Repeat word for word every line of the data below, from the first through the line containing "box: [185, 111, 294, 139]", and stop there.

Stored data
::::::::::

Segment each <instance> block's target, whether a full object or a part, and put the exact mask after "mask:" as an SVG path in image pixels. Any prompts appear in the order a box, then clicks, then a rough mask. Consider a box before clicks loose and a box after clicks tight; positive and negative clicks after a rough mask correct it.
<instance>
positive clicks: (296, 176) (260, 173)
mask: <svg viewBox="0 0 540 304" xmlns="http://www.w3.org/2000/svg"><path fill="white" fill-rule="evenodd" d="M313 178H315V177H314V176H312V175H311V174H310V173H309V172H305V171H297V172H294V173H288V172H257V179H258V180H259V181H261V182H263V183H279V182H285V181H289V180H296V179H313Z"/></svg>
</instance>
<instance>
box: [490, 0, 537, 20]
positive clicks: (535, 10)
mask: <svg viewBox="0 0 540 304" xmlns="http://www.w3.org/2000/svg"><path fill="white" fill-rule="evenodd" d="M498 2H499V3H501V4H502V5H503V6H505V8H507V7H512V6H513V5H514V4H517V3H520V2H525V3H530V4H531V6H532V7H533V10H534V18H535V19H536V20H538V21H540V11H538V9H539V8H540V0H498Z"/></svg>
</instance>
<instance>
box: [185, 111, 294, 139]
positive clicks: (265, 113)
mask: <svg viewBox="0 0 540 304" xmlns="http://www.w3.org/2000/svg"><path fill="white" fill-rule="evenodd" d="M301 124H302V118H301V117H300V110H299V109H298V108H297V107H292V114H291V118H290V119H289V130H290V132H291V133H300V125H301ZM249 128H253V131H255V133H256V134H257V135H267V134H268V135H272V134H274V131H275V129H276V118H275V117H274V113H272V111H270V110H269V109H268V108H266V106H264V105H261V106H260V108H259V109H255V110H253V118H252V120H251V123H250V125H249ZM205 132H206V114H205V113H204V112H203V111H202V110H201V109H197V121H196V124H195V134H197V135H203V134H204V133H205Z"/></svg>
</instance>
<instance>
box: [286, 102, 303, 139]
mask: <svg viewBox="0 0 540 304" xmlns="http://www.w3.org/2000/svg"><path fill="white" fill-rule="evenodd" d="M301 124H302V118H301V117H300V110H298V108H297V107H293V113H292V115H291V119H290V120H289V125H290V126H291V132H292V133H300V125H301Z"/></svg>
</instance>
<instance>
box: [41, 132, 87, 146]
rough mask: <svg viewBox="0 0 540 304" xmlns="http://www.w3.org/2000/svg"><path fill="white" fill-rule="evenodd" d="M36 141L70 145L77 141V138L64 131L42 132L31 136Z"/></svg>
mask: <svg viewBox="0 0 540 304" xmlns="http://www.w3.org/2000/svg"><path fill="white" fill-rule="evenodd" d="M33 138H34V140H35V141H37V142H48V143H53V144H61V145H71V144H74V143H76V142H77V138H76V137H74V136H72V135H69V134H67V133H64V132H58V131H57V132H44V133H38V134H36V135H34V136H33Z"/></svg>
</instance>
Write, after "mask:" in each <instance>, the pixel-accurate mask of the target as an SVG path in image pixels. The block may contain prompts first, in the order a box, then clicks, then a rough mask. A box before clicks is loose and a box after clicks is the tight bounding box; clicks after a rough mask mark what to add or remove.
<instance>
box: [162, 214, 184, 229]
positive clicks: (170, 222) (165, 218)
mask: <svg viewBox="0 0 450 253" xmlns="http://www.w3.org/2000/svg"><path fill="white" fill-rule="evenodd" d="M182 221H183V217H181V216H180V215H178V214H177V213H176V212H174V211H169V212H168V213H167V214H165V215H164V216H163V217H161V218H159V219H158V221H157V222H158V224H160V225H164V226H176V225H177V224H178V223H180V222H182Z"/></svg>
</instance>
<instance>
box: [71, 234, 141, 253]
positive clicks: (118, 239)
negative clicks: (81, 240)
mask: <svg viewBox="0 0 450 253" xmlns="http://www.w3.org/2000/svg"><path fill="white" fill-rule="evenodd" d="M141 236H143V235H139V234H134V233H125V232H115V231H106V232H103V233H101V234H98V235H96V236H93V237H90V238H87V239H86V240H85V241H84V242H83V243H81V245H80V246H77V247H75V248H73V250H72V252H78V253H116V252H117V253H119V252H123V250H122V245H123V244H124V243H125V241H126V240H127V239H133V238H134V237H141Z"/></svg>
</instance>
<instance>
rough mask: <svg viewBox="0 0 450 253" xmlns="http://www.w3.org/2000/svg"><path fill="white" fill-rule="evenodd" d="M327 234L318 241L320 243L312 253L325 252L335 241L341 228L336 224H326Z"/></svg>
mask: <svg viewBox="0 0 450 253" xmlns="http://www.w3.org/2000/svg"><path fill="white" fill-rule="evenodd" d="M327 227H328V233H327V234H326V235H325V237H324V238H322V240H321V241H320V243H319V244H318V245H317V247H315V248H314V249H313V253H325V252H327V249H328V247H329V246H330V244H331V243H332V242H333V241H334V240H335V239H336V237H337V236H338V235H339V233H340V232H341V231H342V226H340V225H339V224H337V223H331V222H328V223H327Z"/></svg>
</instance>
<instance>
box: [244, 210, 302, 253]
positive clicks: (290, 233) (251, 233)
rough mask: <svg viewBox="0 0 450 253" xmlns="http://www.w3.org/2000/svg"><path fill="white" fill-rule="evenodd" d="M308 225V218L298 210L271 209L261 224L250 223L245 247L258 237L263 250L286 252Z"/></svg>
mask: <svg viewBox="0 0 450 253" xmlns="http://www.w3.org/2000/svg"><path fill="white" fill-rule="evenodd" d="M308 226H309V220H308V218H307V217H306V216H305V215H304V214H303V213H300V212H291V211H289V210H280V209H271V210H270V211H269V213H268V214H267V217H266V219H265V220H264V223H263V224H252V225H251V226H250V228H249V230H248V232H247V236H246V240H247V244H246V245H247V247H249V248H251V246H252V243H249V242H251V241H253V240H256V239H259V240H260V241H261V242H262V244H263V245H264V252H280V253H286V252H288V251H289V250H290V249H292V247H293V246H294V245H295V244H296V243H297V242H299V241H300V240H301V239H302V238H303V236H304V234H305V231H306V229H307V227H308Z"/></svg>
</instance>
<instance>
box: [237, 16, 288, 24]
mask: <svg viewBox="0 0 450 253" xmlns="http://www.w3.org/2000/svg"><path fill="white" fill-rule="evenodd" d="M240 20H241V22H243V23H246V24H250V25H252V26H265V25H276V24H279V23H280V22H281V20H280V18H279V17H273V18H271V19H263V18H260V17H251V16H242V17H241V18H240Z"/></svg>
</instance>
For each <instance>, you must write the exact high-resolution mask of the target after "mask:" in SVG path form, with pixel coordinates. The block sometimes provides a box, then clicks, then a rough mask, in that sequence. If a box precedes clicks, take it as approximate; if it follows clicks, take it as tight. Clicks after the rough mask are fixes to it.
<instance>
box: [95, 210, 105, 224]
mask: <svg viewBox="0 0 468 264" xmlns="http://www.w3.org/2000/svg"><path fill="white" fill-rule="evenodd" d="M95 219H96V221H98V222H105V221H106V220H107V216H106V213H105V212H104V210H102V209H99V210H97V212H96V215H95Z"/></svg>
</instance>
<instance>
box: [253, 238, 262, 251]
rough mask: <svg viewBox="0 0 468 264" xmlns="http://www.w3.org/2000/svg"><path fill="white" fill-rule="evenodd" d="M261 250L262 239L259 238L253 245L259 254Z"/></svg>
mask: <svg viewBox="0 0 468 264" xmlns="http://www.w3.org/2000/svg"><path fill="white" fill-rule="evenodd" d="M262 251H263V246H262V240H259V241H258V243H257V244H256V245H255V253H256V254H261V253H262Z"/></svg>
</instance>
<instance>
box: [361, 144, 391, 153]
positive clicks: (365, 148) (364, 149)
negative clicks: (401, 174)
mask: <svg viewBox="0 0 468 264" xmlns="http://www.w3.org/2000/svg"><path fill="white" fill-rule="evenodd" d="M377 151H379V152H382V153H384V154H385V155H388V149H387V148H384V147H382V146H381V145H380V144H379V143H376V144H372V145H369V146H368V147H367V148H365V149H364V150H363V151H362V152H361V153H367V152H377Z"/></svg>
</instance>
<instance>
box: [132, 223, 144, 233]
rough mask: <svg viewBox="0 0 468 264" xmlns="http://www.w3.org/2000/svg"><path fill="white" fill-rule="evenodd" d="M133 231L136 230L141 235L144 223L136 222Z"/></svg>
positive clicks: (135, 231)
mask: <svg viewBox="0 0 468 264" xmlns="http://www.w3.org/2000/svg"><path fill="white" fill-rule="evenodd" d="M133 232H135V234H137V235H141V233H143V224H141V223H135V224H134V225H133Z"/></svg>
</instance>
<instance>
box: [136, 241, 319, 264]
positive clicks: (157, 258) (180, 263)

::::::::::

*SOLUTION FOR THIS TASK*.
Segment each <instance> block's target, whether a full object or a part, and put the exact mask after "mask:" as an SVG path in image pixels. Any prompts appear in the order a box, then clicks, then a rough mask. Consider a box before clicks loose and a box after clicks tight; positive and negative clicks after a rough mask correct it.
<instance>
positive clicks: (296, 176) (260, 173)
mask: <svg viewBox="0 0 540 304" xmlns="http://www.w3.org/2000/svg"><path fill="white" fill-rule="evenodd" d="M313 178H315V177H314V176H312V175H311V174H310V173H309V172H305V171H297V172H294V173H288V172H257V179H258V180H259V181H261V182H263V183H279V182H285V181H289V180H296V179H313Z"/></svg>
</instance>
<instance>
box: [490, 0, 537, 20]
positive clicks: (535, 10)
mask: <svg viewBox="0 0 540 304" xmlns="http://www.w3.org/2000/svg"><path fill="white" fill-rule="evenodd" d="M498 2H499V3H501V4H502V5H503V6H505V8H507V7H512V6H513V5H514V4H517V3H520V2H525V3H530V4H531V6H532V7H533V10H534V18H535V19H536V20H538V21H540V11H538V9H539V8H540V0H498Z"/></svg>
</instance>
<instance>
box: [185, 111, 294, 139]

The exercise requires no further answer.